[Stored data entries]
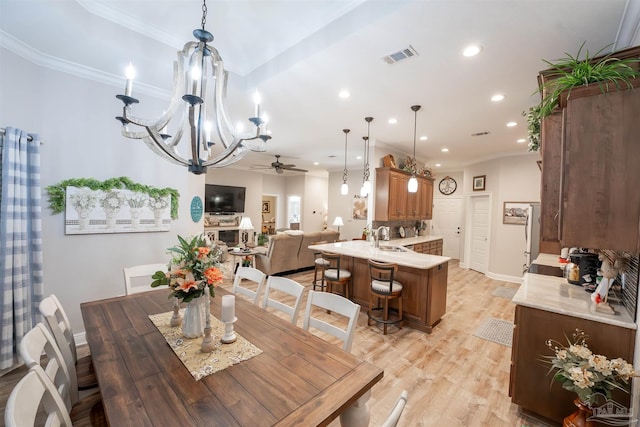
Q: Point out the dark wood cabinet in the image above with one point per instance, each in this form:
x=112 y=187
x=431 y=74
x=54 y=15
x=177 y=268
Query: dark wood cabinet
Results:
x=393 y=200
x=530 y=385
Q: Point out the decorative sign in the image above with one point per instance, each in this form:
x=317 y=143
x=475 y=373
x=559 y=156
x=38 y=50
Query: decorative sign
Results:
x=196 y=209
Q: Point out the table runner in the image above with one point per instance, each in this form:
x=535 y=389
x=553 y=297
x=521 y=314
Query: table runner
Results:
x=188 y=350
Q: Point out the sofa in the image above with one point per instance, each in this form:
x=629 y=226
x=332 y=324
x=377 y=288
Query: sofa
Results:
x=289 y=251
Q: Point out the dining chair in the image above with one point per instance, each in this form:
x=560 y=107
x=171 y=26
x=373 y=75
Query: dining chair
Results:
x=334 y=303
x=138 y=277
x=252 y=275
x=334 y=274
x=59 y=326
x=287 y=286
x=396 y=411
x=38 y=341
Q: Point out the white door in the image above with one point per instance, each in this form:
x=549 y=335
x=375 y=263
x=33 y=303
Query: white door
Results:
x=479 y=236
x=447 y=217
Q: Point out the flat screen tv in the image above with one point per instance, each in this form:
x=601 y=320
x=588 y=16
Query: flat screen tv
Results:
x=223 y=199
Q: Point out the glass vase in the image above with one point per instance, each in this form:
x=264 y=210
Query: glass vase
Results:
x=194 y=316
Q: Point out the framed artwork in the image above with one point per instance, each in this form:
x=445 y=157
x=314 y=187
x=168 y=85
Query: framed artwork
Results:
x=515 y=213
x=359 y=207
x=479 y=182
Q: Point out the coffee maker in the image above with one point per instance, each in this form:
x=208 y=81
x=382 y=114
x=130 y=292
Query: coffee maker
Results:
x=587 y=265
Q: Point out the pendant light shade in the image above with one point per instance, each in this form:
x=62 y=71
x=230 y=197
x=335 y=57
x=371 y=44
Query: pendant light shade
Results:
x=344 y=189
x=412 y=187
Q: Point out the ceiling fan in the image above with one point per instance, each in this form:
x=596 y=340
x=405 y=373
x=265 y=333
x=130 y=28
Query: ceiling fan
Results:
x=279 y=167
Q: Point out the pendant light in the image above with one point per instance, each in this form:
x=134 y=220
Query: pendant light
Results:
x=366 y=184
x=413 y=181
x=344 y=189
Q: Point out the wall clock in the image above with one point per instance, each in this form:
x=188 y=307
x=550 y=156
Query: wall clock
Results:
x=447 y=185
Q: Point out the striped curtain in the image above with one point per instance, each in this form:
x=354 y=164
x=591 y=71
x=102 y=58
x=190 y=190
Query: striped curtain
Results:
x=21 y=287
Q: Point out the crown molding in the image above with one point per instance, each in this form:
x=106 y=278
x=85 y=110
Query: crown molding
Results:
x=40 y=59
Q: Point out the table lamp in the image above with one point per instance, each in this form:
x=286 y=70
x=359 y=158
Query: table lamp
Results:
x=245 y=226
x=338 y=222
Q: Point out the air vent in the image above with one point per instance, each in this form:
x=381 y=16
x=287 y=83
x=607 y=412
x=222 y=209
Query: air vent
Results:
x=400 y=55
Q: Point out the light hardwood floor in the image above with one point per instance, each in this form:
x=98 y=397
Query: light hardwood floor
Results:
x=453 y=378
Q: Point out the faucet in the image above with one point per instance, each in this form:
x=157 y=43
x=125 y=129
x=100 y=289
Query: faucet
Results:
x=377 y=235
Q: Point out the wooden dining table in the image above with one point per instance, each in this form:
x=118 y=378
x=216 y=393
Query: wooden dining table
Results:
x=298 y=379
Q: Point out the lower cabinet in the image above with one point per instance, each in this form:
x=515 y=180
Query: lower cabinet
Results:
x=531 y=385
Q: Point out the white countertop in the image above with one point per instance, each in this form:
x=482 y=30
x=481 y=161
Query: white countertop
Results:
x=367 y=250
x=408 y=241
x=556 y=295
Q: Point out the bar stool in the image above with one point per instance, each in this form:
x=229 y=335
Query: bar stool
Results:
x=334 y=275
x=383 y=286
x=319 y=265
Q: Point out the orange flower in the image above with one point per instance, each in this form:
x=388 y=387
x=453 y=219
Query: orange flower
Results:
x=203 y=252
x=213 y=275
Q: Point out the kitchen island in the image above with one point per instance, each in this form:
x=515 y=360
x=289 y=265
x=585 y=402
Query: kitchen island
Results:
x=424 y=277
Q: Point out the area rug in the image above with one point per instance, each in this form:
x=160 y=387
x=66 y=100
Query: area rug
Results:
x=496 y=330
x=504 y=292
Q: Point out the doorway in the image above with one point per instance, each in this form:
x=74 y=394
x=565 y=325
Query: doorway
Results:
x=478 y=225
x=447 y=216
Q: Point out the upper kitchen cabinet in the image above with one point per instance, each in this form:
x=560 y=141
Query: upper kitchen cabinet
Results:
x=600 y=170
x=393 y=200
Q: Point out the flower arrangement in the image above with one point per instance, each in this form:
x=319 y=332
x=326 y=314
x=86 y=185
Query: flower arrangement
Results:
x=585 y=373
x=193 y=268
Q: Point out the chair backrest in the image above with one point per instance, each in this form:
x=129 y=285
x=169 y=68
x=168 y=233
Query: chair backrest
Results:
x=59 y=326
x=288 y=286
x=383 y=272
x=334 y=303
x=394 y=415
x=138 y=278
x=37 y=341
x=252 y=274
x=33 y=392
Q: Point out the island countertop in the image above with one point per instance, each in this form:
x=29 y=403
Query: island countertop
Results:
x=367 y=250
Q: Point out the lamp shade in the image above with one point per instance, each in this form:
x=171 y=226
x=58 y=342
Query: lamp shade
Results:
x=245 y=223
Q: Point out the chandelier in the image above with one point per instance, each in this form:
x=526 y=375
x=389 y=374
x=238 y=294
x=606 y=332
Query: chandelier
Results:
x=196 y=108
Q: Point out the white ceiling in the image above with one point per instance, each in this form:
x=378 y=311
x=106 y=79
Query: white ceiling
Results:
x=300 y=53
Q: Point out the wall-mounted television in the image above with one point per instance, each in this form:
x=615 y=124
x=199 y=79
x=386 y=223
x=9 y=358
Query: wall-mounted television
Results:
x=223 y=199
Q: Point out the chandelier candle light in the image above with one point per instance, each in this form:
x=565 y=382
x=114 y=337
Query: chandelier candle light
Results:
x=413 y=181
x=196 y=108
x=344 y=189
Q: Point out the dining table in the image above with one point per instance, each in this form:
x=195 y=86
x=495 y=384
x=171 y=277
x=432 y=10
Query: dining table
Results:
x=297 y=379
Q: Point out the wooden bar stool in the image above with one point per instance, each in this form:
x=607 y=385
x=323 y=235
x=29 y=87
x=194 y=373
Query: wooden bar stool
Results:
x=383 y=286
x=334 y=275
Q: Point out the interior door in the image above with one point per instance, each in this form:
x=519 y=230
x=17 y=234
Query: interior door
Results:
x=447 y=217
x=479 y=239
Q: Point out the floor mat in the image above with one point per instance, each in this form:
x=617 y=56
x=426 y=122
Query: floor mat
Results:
x=496 y=330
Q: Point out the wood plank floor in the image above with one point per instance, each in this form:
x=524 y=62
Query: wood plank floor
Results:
x=453 y=378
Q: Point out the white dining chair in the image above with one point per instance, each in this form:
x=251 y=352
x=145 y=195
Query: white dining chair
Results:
x=396 y=411
x=287 y=286
x=32 y=392
x=138 y=277
x=59 y=326
x=252 y=275
x=337 y=304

_TASK REQUIREMENTS_.
Search the entries above for lines containing the word "vent", and copy each one.

_RESULT OF THE TASK_.
Q: Point out the air vent in the image above with one point per instance, each in this form:
Query: air vent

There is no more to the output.